[RECORDS SUPPLIED — start]

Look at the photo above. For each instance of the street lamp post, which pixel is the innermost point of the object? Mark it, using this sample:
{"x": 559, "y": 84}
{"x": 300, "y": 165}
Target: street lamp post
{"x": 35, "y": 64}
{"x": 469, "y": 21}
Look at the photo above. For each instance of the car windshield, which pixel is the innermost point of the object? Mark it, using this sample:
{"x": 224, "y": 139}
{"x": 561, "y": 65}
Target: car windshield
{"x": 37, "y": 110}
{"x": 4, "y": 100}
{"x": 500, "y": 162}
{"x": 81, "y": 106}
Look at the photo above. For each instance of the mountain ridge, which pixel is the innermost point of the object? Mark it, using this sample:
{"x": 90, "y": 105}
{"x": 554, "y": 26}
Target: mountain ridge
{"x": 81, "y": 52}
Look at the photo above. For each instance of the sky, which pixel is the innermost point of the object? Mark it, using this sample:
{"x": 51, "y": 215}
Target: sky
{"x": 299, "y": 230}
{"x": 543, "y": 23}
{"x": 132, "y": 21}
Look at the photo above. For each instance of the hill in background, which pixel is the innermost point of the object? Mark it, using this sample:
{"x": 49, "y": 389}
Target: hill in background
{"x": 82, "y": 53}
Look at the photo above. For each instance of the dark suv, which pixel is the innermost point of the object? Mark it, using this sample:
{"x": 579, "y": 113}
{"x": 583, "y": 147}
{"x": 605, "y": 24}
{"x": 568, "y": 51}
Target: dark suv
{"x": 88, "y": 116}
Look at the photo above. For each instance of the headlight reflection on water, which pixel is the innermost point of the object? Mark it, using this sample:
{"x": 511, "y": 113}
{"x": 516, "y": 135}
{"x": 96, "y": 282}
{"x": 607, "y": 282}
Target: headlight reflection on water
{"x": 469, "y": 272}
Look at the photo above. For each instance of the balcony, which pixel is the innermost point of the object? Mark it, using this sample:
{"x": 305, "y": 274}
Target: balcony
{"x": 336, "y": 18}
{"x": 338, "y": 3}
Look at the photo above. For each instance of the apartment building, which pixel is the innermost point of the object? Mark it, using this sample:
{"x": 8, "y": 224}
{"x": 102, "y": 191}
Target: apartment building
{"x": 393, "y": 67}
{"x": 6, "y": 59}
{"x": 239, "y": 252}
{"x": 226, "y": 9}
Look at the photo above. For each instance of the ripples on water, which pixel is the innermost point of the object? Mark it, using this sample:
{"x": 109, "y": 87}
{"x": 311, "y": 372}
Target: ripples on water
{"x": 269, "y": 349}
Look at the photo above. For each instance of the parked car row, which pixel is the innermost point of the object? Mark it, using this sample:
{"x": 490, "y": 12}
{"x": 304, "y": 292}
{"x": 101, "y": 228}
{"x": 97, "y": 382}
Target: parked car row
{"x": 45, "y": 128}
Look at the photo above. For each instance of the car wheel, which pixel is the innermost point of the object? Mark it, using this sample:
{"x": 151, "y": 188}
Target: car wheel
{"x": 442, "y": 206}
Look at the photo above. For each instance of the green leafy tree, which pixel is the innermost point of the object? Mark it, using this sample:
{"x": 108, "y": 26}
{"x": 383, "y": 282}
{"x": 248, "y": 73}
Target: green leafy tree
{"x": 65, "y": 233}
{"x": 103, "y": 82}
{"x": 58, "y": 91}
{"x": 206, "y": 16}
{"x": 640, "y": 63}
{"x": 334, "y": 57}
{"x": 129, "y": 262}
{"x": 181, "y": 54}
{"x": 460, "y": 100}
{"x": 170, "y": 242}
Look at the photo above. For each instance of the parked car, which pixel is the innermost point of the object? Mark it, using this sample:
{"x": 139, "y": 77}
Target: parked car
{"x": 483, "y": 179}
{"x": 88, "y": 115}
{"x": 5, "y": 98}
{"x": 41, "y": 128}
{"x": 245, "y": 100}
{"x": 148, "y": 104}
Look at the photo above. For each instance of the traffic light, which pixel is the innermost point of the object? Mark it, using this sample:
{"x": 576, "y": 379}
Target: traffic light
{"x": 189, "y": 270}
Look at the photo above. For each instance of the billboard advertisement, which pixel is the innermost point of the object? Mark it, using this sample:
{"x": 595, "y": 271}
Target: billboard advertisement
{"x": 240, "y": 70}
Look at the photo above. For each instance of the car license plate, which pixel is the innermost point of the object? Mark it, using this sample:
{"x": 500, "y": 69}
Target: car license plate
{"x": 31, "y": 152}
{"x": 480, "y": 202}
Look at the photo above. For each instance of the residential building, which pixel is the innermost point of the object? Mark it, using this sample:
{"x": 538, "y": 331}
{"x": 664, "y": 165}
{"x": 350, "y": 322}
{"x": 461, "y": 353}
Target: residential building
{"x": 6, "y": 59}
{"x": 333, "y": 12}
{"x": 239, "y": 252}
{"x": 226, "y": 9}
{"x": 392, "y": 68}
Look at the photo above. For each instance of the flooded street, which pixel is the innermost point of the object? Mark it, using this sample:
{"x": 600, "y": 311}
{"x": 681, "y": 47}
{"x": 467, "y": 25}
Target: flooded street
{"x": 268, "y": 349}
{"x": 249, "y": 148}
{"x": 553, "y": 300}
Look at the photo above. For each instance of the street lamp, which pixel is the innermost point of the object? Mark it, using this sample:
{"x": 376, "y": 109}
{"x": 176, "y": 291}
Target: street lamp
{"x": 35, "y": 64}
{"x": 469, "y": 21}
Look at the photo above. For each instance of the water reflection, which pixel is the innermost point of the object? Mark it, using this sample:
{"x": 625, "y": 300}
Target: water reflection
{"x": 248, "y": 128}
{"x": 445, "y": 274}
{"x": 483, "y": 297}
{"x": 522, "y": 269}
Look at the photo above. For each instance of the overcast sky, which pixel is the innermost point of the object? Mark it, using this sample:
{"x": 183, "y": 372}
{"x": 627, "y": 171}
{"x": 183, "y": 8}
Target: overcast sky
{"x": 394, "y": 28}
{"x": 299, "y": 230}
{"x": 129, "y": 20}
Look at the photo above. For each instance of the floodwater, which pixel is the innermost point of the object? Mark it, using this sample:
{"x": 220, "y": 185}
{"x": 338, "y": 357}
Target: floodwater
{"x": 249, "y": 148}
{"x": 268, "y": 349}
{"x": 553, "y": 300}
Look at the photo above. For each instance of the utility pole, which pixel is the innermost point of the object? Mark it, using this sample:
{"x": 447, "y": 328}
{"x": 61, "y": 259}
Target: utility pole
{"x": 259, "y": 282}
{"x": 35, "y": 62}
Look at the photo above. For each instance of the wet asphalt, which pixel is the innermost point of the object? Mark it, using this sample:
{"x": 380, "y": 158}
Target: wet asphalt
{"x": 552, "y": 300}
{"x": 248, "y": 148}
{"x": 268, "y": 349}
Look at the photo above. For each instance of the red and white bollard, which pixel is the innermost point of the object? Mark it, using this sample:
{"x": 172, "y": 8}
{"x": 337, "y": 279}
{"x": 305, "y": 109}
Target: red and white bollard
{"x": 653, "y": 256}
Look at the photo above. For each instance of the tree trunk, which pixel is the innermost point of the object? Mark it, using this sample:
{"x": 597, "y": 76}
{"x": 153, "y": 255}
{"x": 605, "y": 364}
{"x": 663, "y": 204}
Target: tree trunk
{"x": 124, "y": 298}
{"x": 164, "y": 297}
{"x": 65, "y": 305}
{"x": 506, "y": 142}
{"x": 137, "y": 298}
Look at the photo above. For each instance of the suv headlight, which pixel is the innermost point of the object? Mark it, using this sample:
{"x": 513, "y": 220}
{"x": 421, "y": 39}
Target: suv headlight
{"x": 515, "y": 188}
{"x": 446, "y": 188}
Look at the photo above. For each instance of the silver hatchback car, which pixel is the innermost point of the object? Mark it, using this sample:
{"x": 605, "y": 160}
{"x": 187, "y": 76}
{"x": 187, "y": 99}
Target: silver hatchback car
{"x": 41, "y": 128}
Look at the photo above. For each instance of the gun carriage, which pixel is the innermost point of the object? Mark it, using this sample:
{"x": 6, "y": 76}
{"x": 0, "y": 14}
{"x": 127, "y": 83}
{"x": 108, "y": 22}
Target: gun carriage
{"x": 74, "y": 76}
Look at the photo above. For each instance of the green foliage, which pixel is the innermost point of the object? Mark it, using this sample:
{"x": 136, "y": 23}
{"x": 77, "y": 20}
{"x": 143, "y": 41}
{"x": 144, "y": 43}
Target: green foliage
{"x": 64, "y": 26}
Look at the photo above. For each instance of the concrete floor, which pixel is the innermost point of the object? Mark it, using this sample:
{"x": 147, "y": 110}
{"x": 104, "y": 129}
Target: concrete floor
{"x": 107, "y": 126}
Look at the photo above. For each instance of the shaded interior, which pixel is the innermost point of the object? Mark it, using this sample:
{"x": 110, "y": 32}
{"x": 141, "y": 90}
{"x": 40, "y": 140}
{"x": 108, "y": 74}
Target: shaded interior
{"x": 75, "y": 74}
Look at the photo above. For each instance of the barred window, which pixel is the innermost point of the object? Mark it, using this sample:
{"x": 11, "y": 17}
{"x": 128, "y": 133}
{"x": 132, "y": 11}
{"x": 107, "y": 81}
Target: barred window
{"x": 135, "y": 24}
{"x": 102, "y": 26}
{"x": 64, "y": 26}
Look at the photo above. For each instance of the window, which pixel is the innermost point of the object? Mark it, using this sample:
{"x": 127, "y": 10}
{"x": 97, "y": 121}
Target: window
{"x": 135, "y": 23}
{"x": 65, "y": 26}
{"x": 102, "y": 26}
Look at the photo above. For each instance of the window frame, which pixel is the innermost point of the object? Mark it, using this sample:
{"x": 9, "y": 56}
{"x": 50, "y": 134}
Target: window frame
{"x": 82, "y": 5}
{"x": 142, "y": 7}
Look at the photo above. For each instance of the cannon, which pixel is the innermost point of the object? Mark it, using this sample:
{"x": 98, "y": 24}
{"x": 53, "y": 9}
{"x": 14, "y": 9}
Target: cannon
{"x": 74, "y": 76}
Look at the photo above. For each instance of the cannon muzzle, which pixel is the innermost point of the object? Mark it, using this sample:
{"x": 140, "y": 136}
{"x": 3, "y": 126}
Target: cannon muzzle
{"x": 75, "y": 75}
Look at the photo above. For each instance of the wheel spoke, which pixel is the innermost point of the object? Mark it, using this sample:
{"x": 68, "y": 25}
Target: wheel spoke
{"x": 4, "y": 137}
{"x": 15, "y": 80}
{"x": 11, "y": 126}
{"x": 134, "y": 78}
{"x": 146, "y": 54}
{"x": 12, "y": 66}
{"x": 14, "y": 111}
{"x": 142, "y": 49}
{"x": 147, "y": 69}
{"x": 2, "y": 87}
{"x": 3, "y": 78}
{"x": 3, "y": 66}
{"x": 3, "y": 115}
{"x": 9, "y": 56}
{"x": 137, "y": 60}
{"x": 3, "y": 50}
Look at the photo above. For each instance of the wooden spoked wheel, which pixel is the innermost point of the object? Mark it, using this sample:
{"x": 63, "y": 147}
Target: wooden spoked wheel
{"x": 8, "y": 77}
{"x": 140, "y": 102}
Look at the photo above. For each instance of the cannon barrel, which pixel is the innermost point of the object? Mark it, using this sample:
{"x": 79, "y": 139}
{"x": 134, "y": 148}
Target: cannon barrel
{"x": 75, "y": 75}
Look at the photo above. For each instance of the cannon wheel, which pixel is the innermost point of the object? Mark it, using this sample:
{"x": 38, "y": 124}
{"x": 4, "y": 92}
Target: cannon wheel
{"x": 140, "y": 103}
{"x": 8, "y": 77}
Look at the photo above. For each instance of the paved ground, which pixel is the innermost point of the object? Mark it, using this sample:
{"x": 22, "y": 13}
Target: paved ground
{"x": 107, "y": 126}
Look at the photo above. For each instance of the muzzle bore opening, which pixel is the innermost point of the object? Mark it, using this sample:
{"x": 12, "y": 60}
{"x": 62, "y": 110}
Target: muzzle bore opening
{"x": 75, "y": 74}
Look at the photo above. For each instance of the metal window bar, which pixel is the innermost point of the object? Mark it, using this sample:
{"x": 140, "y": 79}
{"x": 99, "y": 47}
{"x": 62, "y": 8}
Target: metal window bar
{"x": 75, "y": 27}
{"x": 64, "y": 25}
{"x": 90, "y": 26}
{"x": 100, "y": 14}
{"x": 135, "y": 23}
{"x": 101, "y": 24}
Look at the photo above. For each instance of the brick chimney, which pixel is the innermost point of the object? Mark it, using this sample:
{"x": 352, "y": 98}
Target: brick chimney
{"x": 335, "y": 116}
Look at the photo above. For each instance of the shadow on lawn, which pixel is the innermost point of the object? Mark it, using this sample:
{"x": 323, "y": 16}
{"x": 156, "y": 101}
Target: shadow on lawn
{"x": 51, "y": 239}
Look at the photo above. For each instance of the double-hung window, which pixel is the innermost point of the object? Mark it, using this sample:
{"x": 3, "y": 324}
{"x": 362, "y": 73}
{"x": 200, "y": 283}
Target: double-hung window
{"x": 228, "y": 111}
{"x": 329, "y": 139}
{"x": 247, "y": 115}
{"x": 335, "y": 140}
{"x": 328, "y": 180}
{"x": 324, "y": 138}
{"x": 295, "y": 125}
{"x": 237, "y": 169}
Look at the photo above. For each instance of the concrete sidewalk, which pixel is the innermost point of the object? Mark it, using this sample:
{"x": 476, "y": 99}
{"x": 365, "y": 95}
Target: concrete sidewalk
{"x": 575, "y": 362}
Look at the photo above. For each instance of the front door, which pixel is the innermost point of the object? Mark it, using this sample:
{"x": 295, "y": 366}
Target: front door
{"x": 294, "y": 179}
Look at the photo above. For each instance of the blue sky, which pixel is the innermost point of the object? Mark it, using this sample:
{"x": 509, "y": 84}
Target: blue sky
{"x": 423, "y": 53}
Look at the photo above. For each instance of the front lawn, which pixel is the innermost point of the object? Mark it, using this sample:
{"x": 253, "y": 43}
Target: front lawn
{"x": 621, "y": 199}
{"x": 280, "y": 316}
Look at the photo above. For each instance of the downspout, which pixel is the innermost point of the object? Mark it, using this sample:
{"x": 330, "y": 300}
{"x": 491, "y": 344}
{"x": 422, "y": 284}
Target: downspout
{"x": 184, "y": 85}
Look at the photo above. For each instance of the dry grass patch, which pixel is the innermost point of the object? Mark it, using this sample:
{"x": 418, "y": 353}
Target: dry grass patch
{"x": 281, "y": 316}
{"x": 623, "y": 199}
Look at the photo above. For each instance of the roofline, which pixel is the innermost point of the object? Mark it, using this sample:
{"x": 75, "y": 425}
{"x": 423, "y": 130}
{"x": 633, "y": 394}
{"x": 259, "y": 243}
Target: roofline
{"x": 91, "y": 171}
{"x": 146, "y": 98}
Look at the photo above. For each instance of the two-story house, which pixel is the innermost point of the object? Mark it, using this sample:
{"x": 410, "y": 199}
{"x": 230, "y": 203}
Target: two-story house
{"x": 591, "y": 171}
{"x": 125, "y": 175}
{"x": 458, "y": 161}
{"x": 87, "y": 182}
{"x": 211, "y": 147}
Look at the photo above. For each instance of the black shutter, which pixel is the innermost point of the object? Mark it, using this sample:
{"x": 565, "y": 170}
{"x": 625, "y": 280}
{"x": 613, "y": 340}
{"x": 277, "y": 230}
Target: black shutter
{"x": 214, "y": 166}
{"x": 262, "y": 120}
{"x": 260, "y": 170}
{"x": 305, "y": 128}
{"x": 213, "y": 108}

[RECORDS SUPPLIED — finish]

* **WHAT TO DO**
Once the line containing "the balcony, which" has been written out, please stop; every line before it, back to the first line of the records above, should be given exactly.

* **EXPECTED ANSWER**
Look at the photo above. For each instance of the street lamp post, which pixel is the innermost point of the object? Mark it, using this sample:
{"x": 559, "y": 84}
{"x": 300, "y": 165}
Target: street lamp post
{"x": 35, "y": 64}
{"x": 469, "y": 21}
Look at the photo above. For each instance of the car windshield, which pixel is the innermost point of the object? Mark it, using this sample:
{"x": 224, "y": 139}
{"x": 561, "y": 65}
Target: car windshield
{"x": 37, "y": 110}
{"x": 4, "y": 100}
{"x": 500, "y": 162}
{"x": 81, "y": 106}
Look at the photo above. For each instance of the mountain ridge, which pixel is the innermost point of the object? Mark it, using this sample:
{"x": 90, "y": 105}
{"x": 554, "y": 26}
Target: mountain ridge
{"x": 81, "y": 52}
Look at the photo above. For each instance of the sky, which pixel is the innermost point of the object? Mark it, using this sample:
{"x": 51, "y": 215}
Target: sky
{"x": 299, "y": 230}
{"x": 543, "y": 23}
{"x": 132, "y": 21}
Look at the photo above. For each instance of the hill in background, which pixel is the innermost point of the object? Mark it, using this sample:
{"x": 49, "y": 389}
Target: hill in background
{"x": 82, "y": 53}
Look at the photo above. For each instance of the dark suv, which pixel is the innermost point of the object? Mark it, using this sample:
{"x": 579, "y": 113}
{"x": 583, "y": 147}
{"x": 605, "y": 24}
{"x": 568, "y": 51}
Target: dark suv
{"x": 88, "y": 116}
Look at the photo above. For each instance of the headlight reflection on water, which pixel is the innermost point of the object? Mark it, using this sample:
{"x": 511, "y": 113}
{"x": 516, "y": 135}
{"x": 96, "y": 282}
{"x": 607, "y": 282}
Target: headlight reflection on water
{"x": 469, "y": 272}
Look at the photo above. For each instance of the balcony, which pixel is the innermost point of the object? Mark it, using this sample:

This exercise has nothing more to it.